Labeled-object pointing entries

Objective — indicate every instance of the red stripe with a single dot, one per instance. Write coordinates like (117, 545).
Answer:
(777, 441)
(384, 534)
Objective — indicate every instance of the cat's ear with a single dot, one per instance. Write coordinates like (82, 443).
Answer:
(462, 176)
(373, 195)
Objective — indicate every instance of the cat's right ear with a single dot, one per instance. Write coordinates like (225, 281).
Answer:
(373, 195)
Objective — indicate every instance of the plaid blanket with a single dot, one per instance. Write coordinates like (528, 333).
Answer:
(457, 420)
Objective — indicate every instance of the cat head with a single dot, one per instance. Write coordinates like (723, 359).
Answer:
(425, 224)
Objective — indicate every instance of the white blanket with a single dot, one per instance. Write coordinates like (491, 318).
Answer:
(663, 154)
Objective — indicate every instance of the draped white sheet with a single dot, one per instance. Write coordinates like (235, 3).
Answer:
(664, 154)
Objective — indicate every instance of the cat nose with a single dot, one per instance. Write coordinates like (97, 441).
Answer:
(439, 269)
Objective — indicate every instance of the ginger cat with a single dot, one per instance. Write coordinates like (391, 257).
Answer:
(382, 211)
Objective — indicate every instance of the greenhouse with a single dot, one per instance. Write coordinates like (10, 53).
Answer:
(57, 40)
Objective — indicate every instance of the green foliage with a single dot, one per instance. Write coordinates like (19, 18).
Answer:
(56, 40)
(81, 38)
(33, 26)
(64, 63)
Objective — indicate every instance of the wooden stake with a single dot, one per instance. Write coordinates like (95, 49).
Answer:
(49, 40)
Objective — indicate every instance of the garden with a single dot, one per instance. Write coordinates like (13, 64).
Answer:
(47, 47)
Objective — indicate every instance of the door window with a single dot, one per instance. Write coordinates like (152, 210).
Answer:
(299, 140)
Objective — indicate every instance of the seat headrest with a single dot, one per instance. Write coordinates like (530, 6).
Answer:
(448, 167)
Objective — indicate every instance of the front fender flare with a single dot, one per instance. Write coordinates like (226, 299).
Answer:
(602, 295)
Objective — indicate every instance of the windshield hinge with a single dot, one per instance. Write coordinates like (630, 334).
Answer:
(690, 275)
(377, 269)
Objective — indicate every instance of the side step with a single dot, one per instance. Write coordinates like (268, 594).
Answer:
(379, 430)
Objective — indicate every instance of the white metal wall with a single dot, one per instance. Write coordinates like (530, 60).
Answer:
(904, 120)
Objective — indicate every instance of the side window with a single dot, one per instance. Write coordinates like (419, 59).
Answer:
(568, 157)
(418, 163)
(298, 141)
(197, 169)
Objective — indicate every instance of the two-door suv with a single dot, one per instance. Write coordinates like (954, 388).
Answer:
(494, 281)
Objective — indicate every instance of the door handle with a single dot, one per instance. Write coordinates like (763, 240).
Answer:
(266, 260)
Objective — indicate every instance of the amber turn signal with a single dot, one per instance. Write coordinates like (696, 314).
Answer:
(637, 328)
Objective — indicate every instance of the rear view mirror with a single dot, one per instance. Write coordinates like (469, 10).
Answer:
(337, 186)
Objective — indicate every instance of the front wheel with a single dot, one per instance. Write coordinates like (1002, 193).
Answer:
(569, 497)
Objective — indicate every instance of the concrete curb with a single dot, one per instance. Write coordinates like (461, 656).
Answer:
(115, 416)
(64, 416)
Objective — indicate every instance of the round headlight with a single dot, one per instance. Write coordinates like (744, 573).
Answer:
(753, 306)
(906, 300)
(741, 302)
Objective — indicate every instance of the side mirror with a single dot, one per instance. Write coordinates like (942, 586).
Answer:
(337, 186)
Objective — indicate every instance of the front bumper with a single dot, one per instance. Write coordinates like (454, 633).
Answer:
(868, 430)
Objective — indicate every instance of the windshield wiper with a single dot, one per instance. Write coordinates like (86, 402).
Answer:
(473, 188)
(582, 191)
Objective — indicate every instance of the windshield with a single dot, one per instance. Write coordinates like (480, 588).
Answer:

_Written task:_
Lay out as a Markdown table the lines of the records, starting with the line that contains "Objective — indicate every instance of the windshield wiper" and continuing through the final line, both included. Use the columns "No." for the row number and "Line" for the line itself, and omit blank lines.

_Reply:_
| No. | Line |
|---|---|
| 1 | Objective — indicate every instance of the windshield wiper with a single dot, one per instance. Write coordinates like (86, 402). |
| 2 | Answer: |
| 3 | (473, 188) |
| 4 | (582, 191) |
| 5 | Objective — indicate every instance of the windshield with a single dot, one per instance. Write coordinates like (480, 588). |
| 6 | Answer: |